Page text:
One avenue of reform proposed was populism, which aimed to restore more control to the people. Another was technocracy, which aimed to focus control in the hands of the experts. This is an instance where we find history repeating itself today, with technocrats being asked to take charge by the established power structure in Europe even as the populists of the Occupy Wall Street movement agitate from street level for greater democratic control.

The Technocracy movement of the 1930s proposed that engineers take over as a sort of priesthood of the new industrial state. It wasn't the machine that was destroying society, they said, it was mismanagement of the machine by amateurs. Properly handled by qualified experts, technology would introduce an era of unprecedented plenty and leisure.

Here's how the Technocrats themselves described their qualifications for the job, in one of their pamphlets:
Technocracy's scientific approach to the social problem is unique, and its method is completely new…It speaks the language of science, and recognizes no authority but the facts. In Technocracy we see science banishing waste, unemployment, hunger, and insecurity of income forever…we see science replacing an economy of scarcity with an era of abundance….[And] we see functional competence displacing grotesque and wasteful incompetence, facts displacing guesswork, order displacing disorder, industrial planning displacing industrial chaos."[2]
The Technocracy movement faded quickly for lots of reasons, among them internal dissension, doubts about the credibility of its leaders, and absorption of its reforms by the New Deal. Technocracy was also hindered by a fundamental contradiction: It hoped to gain popular support for an ideology that was inherently elitist. 

Nonetheless, the temptation to rely on the expertise of the technocrat has remained, especially, as mentioned, in turbulent times. One of the more tragic examples to date was Robert S. McNamara's prosecution of the war in Vietnam.   

McNamara was a technocratic visionary whose evangelism on behalf of rationalism and efficiency took him from leadership positions in the Army Air Force's Statistical Control Office and the Ford Motor Company to the U.S. Department of Defense, which he headed under Presidents John F. Kennedy and Lyndon Baines Johnson. A passage from McNamara's 1968 book, The Essence of Security, described his philosophy:
Some critics today worry that our democratic, free societies are being overmanaged. I would argue that the opposite is true. As paradoxical as it may sound, the real threat to democracy comes, not from overmanagement, but from undermanagement. To undermanage reality is not to keep free. It is simply to let some force other than reason shape reality. That force may be unbridled emotion; it may be greed; it may be aggressiveness; it may be hatred; it may be inertia; it may be anything other than reason. But whatever it is, if it is not reason that rules man, then man falls short of his potential.[3]
Vietnam showed that, contrary to that philosophy, management by reason does not automatically eliminate the influence of emotion, greed, aggressiveness, hatred, or inertia. McNamara himself learned that lesson well. As he acknowledges in Errol Morris's documentary, The Fog of War, "Rationality will not save us."

Prompt: In the technocracy passage, which department did Robert S. McNamara head, and under which presidents?

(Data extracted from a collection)
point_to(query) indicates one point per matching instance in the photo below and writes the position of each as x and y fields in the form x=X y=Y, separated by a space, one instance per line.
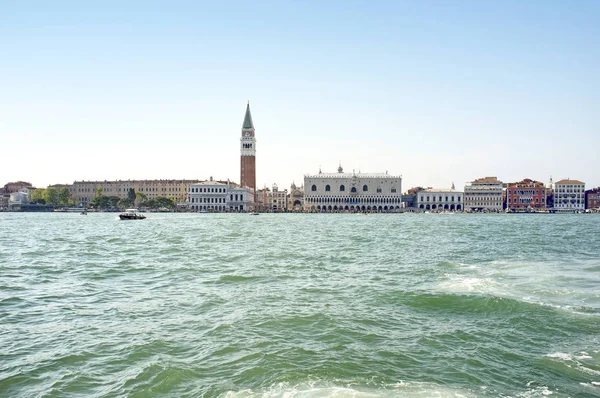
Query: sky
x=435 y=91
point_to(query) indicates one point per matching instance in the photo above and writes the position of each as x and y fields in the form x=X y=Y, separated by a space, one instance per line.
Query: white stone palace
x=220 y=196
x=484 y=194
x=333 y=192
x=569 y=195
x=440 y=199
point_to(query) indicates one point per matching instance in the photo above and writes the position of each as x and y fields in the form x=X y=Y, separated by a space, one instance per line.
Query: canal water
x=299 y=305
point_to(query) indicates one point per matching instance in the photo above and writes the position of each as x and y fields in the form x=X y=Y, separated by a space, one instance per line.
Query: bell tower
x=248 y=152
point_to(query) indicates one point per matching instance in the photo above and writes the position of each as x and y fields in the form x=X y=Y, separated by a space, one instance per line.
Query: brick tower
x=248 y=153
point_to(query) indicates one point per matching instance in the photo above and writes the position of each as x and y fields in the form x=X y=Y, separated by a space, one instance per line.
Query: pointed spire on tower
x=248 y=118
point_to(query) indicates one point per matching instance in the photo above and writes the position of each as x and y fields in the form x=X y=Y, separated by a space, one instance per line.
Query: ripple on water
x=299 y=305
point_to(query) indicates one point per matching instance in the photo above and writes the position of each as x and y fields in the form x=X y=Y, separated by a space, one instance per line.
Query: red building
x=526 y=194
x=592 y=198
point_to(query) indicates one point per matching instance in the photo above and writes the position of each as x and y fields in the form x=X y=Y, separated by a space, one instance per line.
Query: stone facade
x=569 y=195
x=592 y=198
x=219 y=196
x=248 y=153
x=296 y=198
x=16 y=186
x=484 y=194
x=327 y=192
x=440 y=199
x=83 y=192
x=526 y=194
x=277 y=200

The result: The U.S. Department of Defense, under Presidents John F. Kennedy and Lyndon Baines Johnson.